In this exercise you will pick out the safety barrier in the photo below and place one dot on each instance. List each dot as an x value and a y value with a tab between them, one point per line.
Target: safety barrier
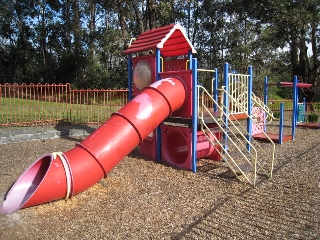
245	162
310	108
44	104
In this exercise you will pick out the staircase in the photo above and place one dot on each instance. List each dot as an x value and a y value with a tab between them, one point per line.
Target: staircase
245	157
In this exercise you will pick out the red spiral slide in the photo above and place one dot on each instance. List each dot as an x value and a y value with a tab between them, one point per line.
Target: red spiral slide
62	175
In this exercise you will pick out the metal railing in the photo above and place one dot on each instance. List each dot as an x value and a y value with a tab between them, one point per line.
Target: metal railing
236	153
44	104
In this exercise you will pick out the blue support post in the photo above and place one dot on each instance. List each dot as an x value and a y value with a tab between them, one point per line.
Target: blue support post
158	129
129	76
304	109
226	101
265	100
281	122
194	113
249	121
295	106
215	90
265	91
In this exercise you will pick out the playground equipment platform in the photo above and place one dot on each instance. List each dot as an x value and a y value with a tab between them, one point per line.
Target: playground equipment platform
273	136
309	125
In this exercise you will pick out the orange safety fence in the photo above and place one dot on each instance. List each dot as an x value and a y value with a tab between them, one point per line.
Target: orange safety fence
44	104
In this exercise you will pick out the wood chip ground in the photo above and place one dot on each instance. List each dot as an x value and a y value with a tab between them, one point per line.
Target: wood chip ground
142	199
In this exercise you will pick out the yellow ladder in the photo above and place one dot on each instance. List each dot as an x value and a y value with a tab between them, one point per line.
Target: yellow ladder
246	159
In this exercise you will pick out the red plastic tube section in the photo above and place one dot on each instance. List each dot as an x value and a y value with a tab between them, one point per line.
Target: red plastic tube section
60	175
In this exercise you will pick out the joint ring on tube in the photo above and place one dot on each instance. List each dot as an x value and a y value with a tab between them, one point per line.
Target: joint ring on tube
65	164
135	128
164	97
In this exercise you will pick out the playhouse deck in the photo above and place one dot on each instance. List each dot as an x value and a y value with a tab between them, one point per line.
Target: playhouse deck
309	125
273	136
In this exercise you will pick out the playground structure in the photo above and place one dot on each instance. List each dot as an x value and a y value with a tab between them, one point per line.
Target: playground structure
298	109
165	119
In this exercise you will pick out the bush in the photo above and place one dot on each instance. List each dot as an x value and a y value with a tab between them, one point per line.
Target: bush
276	115
313	117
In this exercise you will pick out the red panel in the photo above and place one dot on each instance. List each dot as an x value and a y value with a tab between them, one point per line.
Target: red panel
186	76
148	147
152	63
176	146
174	65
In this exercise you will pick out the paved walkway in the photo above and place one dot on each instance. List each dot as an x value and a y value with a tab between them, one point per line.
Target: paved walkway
22	134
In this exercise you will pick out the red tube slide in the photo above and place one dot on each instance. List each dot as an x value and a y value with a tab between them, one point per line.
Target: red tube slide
62	175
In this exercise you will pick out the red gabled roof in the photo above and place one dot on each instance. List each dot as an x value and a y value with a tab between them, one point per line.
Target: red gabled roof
170	39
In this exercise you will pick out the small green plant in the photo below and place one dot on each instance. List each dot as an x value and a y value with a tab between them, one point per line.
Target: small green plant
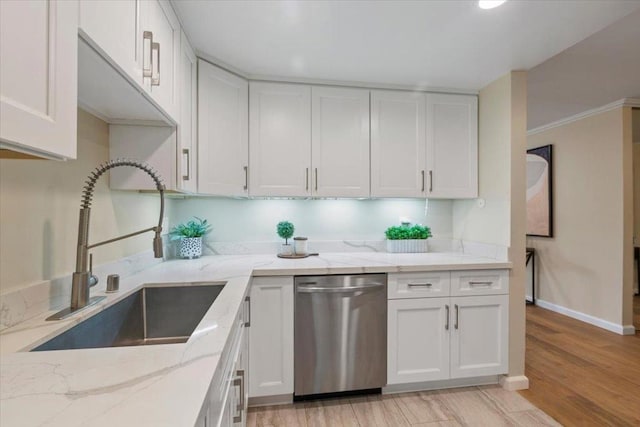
+--
About this task: Reproduce all of the data exactly, omitting each picture it holds.

Response below:
In this exercise you will pick out the safety barrier in the photo below and place one dot on each instance. List each dot as an x value and a y value with a tab between them, one point per line.
Target: safety barrier
245	162
310	108
44	104
In this exercise you will pick out the staircase in the photo above and place one dot on each instance. List each dot as an x value and a y value with a tab between them, one point per line.
Target: staircase
245	157
In this exercise you will pick out the red spiral slide in the photo above and place one dot on each instance. List each dot as an x value and a y value with a tab between them, one point per line.
Target: red spiral slide
62	175
In this exercise you will pick out the metal railing in the photo above and place one dot on each instance. List each dot as an x value and a y value with a tab between them, one point per line.
Target: metal railing
236	153
44	104
In this exercise you will pick out the blue support post in the photo above and place one dot on each instance. List each dot as an x value and a y value with a tab between them, one point per line.
Target: blue support post
158	129
129	76
304	109
226	101
265	100
281	122
194	113
249	121
295	106
215	90
265	91
In this exercise you will pick out the playground equipment platform in the photo above and place one dot on each instance. List each dot as an x value and a y value with a tab between them, one point per line.
Target: playground equipment platform
273	136
309	125
In this exercise you will pick out the orange safety fence in the photo above and place one dot on each instance. List each dot as an x value and a y value with a tab between them, one point per line.
Target: orange safety fence
44	104
In this exercise you will pick out the wood chip ground in the photo above and place one dot on each instance. List each dot as an x value and a y value with a tab between them, one point per line.
Target: wood chip ground
142	199
In this exercise you will pick out the yellow ladder in the photo above and place one dot on each instance. List each dot as an x value and a y value with a tab between them, one point per line.
Target: yellow ladder
246	159
In this exercise you will pick out the red plastic tube section in the photo above and place one dot on each instance. List each dot as an x value and a y value with a tab between them, one point per line.
Target: red plastic tube section
60	175
In this exercise you will pick out the joint ring on tube in the photo above and place one dot on each instance. List each dot as an x value and a y value with a tab between them, one point per line.
Target: joint ring on tube
65	164
135	128
164	97
In this exercise you will pick out the playhouse deck in the photo above and place one dot on each instance. List each dot as an x value and a y value with a tab between them, one point per line.
Target: playhouse deck
309	125
273	136
In this exercise you will pick out the playground structure in the photo above and place one dot on each instance. List each dot as an x value and a y value with a tab between them, one point per line.
Target: playground structure
298	109
165	119
In this exercise you will pick out the bush in the photo above and place one dot on each instance. List each dot as an x value and a y value with a tab between them, one point per line.
Target: bush
276	115
313	117
In this exercise you will pick out the red panel in the photo above and place one dot on each instance. List each dot as an x value and a y value with a tab between them, one point per line.
Target: red panel
186	76
148	147
152	63
176	146
174	65
In this exercise you will pick out the paved walkway in the photo above and place one dot on each instance. List each dot as an x value and a y value with a tab between them, one point per line.
Target: paved walkway
22	134
In this exercise you will pick out the red tube slide in the photo above and place one dot on each instance. List each dot as an x value and a y value with a tab between them, one point per line.
Target: red tube slide
62	175
In this exercise you will pick out the red gabled roof in the photo above and place one dot on each instance. List each dot as an x value and a y value with a tab between them, one point per line.
Target: red gabled roof
170	39
In this exercise you will pick out the small green plant in the photo below and place one dot on each instance. List each dot as an x value and a y value with a tab between them, one point per line.
Target: small green plant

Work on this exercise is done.